[YOUR GOAL] Each record below is to be reproduced without any change.

[SUPPLIED DATA]
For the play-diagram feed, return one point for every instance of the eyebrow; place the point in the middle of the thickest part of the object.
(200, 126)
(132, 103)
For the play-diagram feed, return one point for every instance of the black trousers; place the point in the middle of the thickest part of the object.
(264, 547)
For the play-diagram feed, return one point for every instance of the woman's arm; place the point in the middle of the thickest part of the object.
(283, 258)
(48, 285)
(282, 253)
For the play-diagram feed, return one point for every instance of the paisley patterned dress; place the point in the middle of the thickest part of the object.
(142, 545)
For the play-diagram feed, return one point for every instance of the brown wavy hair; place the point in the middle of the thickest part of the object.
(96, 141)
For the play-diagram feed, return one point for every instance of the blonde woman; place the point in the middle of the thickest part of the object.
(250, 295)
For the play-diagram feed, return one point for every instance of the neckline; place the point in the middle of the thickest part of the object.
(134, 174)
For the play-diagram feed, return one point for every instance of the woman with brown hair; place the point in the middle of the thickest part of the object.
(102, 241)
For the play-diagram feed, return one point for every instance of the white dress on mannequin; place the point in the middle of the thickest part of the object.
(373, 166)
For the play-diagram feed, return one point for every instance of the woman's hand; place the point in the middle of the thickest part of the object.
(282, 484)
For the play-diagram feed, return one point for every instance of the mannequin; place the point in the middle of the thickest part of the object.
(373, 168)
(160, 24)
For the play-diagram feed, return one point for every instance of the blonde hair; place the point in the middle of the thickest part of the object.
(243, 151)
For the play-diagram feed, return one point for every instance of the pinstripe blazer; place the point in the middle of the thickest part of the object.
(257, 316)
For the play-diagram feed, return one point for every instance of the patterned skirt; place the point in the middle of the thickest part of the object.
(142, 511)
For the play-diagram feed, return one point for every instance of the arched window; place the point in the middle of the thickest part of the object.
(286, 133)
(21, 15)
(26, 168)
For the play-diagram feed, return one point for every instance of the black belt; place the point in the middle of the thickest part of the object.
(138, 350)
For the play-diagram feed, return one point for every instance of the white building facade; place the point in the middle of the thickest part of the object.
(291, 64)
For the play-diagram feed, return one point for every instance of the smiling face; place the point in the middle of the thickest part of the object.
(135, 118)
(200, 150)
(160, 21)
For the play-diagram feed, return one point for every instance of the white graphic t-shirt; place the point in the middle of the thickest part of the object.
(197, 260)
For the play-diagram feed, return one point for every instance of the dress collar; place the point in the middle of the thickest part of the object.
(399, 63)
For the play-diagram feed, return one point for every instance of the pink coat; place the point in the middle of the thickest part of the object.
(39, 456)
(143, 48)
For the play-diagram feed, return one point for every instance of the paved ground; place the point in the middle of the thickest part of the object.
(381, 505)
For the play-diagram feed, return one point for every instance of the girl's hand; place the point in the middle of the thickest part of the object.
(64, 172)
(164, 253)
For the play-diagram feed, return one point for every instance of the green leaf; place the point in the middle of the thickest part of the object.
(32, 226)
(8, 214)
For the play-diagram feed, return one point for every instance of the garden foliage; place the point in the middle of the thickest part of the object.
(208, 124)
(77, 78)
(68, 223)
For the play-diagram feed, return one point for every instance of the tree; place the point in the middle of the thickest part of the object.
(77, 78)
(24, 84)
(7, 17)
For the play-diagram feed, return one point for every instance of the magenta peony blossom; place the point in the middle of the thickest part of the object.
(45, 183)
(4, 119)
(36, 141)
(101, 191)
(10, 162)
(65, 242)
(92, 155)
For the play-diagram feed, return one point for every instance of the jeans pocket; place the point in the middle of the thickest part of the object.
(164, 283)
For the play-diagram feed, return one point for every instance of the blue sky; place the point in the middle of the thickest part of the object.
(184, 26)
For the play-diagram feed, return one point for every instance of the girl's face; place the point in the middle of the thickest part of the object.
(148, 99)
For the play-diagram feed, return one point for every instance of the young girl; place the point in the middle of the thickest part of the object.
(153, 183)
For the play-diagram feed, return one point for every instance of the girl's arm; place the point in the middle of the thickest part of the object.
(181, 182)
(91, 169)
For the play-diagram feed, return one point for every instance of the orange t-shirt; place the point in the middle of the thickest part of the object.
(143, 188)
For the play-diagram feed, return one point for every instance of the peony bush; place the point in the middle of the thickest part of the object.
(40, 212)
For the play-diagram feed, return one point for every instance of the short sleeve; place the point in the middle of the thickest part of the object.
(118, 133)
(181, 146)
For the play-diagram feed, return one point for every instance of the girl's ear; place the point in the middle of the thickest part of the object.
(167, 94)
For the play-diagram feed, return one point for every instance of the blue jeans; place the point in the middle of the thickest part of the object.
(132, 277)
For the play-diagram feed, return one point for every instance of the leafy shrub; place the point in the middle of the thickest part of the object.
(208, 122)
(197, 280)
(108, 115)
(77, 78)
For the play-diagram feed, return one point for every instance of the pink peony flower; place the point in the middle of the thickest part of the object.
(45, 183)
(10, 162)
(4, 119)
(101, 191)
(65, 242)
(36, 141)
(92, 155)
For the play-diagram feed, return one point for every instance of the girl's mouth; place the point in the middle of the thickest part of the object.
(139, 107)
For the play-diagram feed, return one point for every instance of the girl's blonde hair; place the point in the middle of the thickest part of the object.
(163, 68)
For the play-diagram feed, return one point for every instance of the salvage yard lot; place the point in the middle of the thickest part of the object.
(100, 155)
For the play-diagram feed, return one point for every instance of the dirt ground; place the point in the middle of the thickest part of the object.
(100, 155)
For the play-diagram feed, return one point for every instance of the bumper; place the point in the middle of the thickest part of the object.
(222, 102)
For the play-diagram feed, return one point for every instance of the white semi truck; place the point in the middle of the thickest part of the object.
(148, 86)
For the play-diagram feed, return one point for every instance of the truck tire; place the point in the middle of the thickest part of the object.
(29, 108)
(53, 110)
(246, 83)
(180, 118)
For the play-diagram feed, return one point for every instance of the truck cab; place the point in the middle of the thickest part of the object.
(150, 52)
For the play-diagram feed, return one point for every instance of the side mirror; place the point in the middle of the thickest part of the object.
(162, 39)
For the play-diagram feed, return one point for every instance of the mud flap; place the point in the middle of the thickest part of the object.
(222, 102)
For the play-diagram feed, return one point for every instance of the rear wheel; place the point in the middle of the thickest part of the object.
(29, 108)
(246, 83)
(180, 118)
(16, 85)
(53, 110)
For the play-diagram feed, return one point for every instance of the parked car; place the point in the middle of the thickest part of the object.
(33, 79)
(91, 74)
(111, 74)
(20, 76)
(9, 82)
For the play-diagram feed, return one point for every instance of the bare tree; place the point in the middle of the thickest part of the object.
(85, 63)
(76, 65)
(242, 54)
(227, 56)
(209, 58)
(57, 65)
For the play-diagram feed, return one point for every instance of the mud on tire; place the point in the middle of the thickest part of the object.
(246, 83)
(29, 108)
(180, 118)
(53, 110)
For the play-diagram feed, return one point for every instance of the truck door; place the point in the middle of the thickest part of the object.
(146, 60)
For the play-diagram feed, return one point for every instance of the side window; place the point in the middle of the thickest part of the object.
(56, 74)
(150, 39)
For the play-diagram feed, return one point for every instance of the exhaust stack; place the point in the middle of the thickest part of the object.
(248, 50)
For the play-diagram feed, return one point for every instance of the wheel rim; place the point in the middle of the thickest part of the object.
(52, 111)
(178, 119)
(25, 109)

[ANSWER TO THIS TASK]
For the play-diagram feed, return one point for every instance of the eyebrow; place the point in the middle of the thickest part of the object.
(200, 126)
(132, 103)
For the play-diagram feed, return one point for every instance of the black trousers; place the point in the middle of the thickest part of the object.
(264, 547)
For the play-diagram feed, return one point for every instance of the woman's arm; place the point in the middle of the thickest part of the object.
(283, 258)
(48, 285)
(282, 253)
For the play-diagram feed, return one point for every instance of the paisley patterned dress; place the point in the middle of the thickest part of the object.
(142, 545)
For the play-diagram feed, return one point for every instance of the brown wavy hair; place the point in the middle of the thickest part of the object.
(96, 141)
For the play-diagram feed, return one point for every instance of the blonde woman; place the point in the middle of the thickest part of the object.
(250, 295)
For the play-diagram feed, return one point for every instance of the neckline; place the point in the middle of the thickest part of the object.
(134, 174)
For the play-diagram feed, return one point for every instance of the woman with brown hair; place the point in the middle of the thickest part of the object.
(102, 241)
For the play-diagram feed, return one point for every instance of the white dress on mannequin; place the point in the middle of the thickest part of the object.
(373, 166)
For the play-diagram feed, return one point for every instance of the woman's hand; place the point in the middle of the thickest part of the object.
(282, 484)
For the play-diagram feed, return one point for every instance of the mannequin; place the point in the middle of the thickest part of the object.
(373, 168)
(160, 24)
For the play-diagram feed, return one point for every instance of the blonde hair; place the point in the middle of the thickest part of the object.
(243, 151)
For the play-diagram feed, return one point for every instance of the pinstripe blazer; place the point in the middle of the thickest part of the object.
(257, 316)
For the play-diagram feed, return one point for every instance of the patterned skirt; place the point in the middle of the thickest part of the object.
(142, 511)
For the play-diagram feed, return one point for every instance of the arched window; place the point in the middle of the thickest part of the object.
(286, 133)
(21, 15)
(26, 168)
For the play-diagram feed, return one point for every instance of the black belt; place the point in the middle of the thickest part of the object.
(138, 350)
For the play-diagram feed, return one point for every instance of the white building facade; place the point in the middle of the thickest part of the object.
(291, 64)
For the play-diagram feed, return one point for every instance of the smiling face; place the point in the middle of the thickest part of the object.
(135, 118)
(200, 150)
(160, 21)
For the play-diagram feed, return one point for every instance of the white graphic t-shirt; place the point in the middle of the thickest part of the object.
(197, 260)
For the play-diagram feed, return one point for every instance of the dress collar; place the point in the middle of the thickest part of the object.
(399, 63)
For the play-diagram feed, return one point for every instance of the pink coat; place the point in the middle of the thickest part of the object.
(39, 456)
(143, 48)
For the play-diagram feed, return one point for every instance of the paved ground; place the point in the middle of the thickest part of the object.
(381, 505)
For the play-diagram feed, return one point for every instance of the girl's hand; place the point in the middle of the thickest part of the object.
(64, 172)
(164, 253)
For the play-diagram feed, return one point for every instance of the green leaf; place the point in the middle of the thickest part of the object.
(32, 226)
(8, 214)
For the play-diagram feed, return one point for every instance of the garden foliage; place the point in the middle of the thickest part of the object.
(208, 124)
(77, 78)
(68, 223)
For the play-diagram feed, return one point for every instance of the tree; place the point in the middle of the thickest part of the object.
(77, 78)
(24, 84)
(7, 17)
For the play-diagram feed, return one point for every instance of the magenta peony blossom; place the point in the middle of the thickest part of the object.
(45, 183)
(4, 119)
(36, 141)
(101, 191)
(10, 162)
(65, 242)
(92, 155)
For the play-diagram feed, return one point for every instance of the jeans pocket; place the point in the middle of the thickest part of the object.
(164, 283)
For the play-diagram feed, return one point for every instance of the blue sky; place the point in the middle of the thickest part of the object.
(184, 26)
For the play-diagram feed, return one point for every instance of the girl's face; place the point in the middle of the thickest part of the object.
(148, 99)
For the play-diagram feed, return one point for every instance of the young girl; place the point in the middle of the thickest part of the object.
(153, 183)
For the play-diagram feed, return one point for every instance of the girl's arm; place the point in the middle of the thickest part of the object.
(181, 182)
(91, 169)
For the play-diagram feed, return one point for every instance of the orange t-shirt; place the point in the middle of the thickest part of the object.
(143, 188)
For the play-diagram feed, return one point for every instance of the peony bush; place the point in the middle of the thickest part of the object.
(40, 212)
For the play-diagram feed, return one point for every instance of the short sleeve; place the point in the middle of the thickest part of the object.
(118, 133)
(181, 146)
For the play-diagram feed, return one point for every instance of the girl's ear; place the point in the middle of the thickest part of the object.
(167, 94)
For the play-diagram feed, return one point for every instance of the blue jeans; place the point in the middle of the thickest part of the object.
(132, 277)
For the play-diagram feed, return one point for every instance of the leafy shrub; place the point in the middle of the thickest part of the object.
(208, 122)
(197, 280)
(108, 115)
(77, 78)
For the play-diagram feed, return one point for every instance of the pink peony flower; place the point in the middle of the thickest part of the object.
(45, 183)
(10, 162)
(4, 119)
(101, 191)
(65, 242)
(36, 141)
(92, 155)
For the play-diagram feed, return one point for every instance of the girl's mouth; place the point in the middle of the thickest part of the object.
(139, 107)
For the play-diagram feed, return one point for every instance of the girl's blonde hair; place the point in the middle of the thickest part of the object.
(163, 68)
For the play-diagram feed, return one point for every instance of the salvage yard lot; place the point in the middle of the thickest part of the object.
(100, 155)
For the play-diagram feed, return one point for every instance of the dirt ground; place the point in the middle of the thickest part of the object.
(100, 155)
For the play-diagram feed, return one point for every instance of the bumper; place the point in the middle of the thickest part of the object.
(222, 102)
For the play-diagram feed, return one point for every instance of the white semi truck; place the point in the middle of the thickest part of the object.
(148, 86)
For the play-diagram feed, return one point for every instance of the truck tire; place the point in the middle of the thickest part of the object.
(29, 108)
(53, 110)
(246, 83)
(180, 118)
For the play-diagram feed, return one point for every instance of the truck cab; place the point in the middle of the thickest part of the object.
(150, 52)
For the play-diagram feed, return one point for every instance of the side mirror; place the point in the middle of the thickest part of the object.
(162, 39)
For the play-diagram feed, return one point for every instance of the mud flap; place the point in the middle of the thickest part of the object.
(222, 102)
For the play-diagram feed, return one point for every instance of the rear wheel; place the point in the middle of the thickest part of the object.
(29, 108)
(246, 83)
(180, 118)
(16, 85)
(53, 110)
For the play-diagram feed, return one point for every instance of the parked car; place the point in the middle of the thickest part of the object.
(33, 79)
(91, 74)
(111, 74)
(20, 76)
(9, 82)
For the play-diagram feed, return one point for every instance of the bare tree; place the point in the middle of the thickest part of the object.
(85, 63)
(76, 65)
(242, 54)
(227, 56)
(209, 58)
(57, 65)
For the play-diagram feed, return one point for every instance of the mud on tire; place the point in the middle of the thickest part of the object.
(246, 83)
(29, 108)
(180, 118)
(53, 110)
For the play-diagram feed, return one point for every instance of the truck door; place the point in the middle of the thickest part of the object.
(146, 60)
For the play-diagram feed, return one point for every instance of the side window; place the point in the middle of the thickest part of the object.
(56, 74)
(150, 39)
For the play-diagram feed, return one point for every instance of the exhaust stack; place the point in the middle of the thickest part of the object.
(248, 50)
For the play-diagram feed, return one point for every instance of the wheel rim; place the point in the middle of the thickest part of the object.
(52, 111)
(178, 119)
(25, 109)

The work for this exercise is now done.